What to work on:
Answer these from the travel post below:
(a) How many days has the writer spent in Calogira?
(b) Which direction did the writer walk on Sunday?
(c) What did the sign on the walled complex in the industrial zone say?

Friday, November 12, 2010

Casablanca-Chicago Pt. 2

I've been down and out in Calogira five days now; without money, without responsibilities, without plans. It's gotten to the point where I don't bother picking destinations anymore. I rarely look at maps. I pick a direction and I start walking. When I'm tired, I sit for a minute and read or write. Then I return the way I came.

On Saturday I walked North, on Sunday West, on Monday South and today I rest, since I've already been East and it leads to the airport where I will go tonight.

North
The industrial zone. Thick, dirty air. Four-lane roads and crumbling sidewalks; glass shards. The kind of big empty space that makes you feel closed in. I passed a complex obscured by high walls topped with razor wire and cameras. What could require such tight security? A prison? Military base? A sign read "Oxygene Maghreb"---Moroccan oxygen.

West
A happy walk that didn't make me tired. Carts piled with pomegranates and small sweet oranges; sidewalk cafes with cloth awnings. Broken-down old Benzes cruised, playing Arabic music with the bass turned up. Kids played soccer on dirt fields, stray dogs sleeping in the shade. I decided this was the most beautiful face of Morocco.

Provided data:
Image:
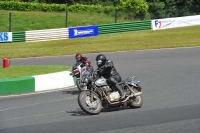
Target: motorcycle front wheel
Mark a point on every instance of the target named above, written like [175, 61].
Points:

Solution below:
(a) Five days
(b) West
(c) "Oxygene Maghreb"